*** Records supplied ***

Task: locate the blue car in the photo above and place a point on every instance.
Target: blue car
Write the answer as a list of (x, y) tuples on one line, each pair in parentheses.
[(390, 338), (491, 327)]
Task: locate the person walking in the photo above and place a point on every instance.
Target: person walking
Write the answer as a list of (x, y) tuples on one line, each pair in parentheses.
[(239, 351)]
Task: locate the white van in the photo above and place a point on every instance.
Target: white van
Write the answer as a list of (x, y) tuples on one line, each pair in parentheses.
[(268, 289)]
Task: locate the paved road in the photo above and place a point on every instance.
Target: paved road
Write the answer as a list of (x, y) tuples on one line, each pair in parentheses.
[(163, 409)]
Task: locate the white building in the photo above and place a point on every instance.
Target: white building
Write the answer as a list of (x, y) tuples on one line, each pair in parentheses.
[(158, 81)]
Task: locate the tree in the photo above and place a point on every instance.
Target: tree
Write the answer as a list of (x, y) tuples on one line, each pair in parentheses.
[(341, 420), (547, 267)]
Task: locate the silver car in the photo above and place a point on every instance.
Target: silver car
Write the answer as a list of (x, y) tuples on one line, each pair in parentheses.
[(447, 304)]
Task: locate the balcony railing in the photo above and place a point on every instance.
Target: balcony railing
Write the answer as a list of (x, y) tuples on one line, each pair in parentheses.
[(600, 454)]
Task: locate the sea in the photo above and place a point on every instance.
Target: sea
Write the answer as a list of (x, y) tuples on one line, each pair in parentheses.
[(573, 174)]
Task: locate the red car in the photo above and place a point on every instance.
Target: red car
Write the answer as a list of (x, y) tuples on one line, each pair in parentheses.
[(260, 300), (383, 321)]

*** End of Records supplied ***
*** Records supplied ***

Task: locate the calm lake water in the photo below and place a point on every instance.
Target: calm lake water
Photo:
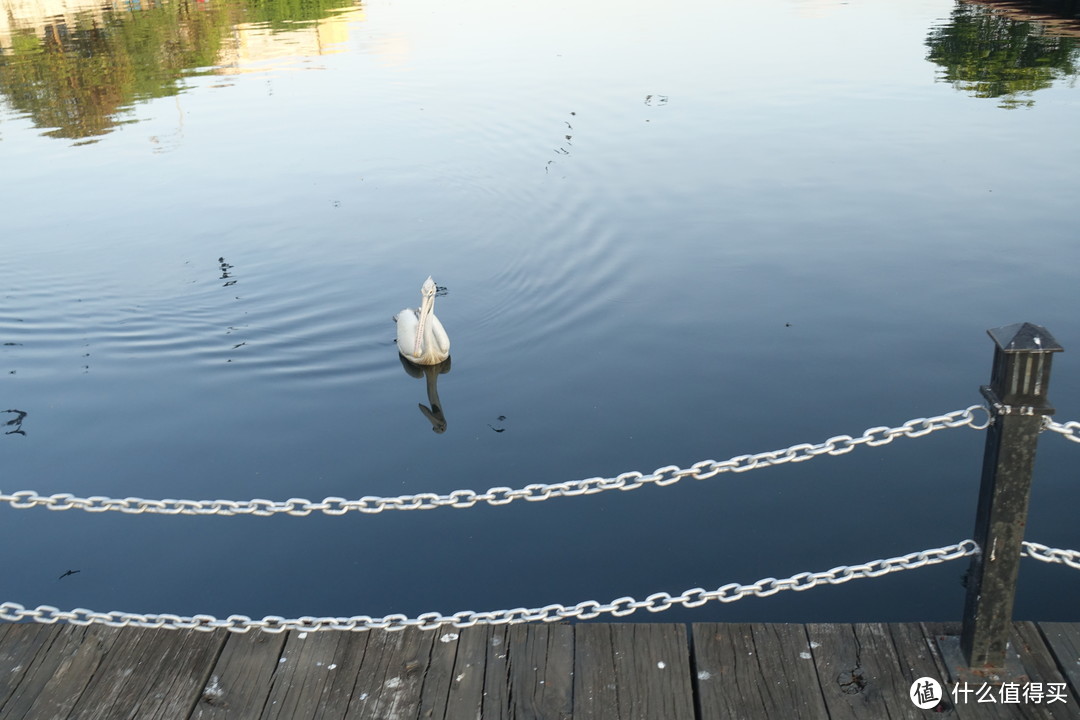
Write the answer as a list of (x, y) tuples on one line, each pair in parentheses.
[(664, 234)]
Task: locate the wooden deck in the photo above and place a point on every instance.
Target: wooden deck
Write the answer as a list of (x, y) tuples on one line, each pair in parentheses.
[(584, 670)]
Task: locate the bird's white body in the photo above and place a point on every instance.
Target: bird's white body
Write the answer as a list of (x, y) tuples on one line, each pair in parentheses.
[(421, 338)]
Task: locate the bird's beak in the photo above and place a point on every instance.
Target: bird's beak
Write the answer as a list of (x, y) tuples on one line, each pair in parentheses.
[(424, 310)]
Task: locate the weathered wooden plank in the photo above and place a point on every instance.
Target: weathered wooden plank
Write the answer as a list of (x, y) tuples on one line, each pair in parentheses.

*** End of Records supplied ***
*** Records supplied ***

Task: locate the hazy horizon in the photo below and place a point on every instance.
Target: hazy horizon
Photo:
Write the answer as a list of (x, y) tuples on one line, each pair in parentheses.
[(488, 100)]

*** End of Records supplied ***

*Work instructions:* Find the string "silver" in the material above. Then copy each line that has it.

*Exercise solution:*
Task: locate the silver car in the photo above and place a point on every instance.
Target: silver car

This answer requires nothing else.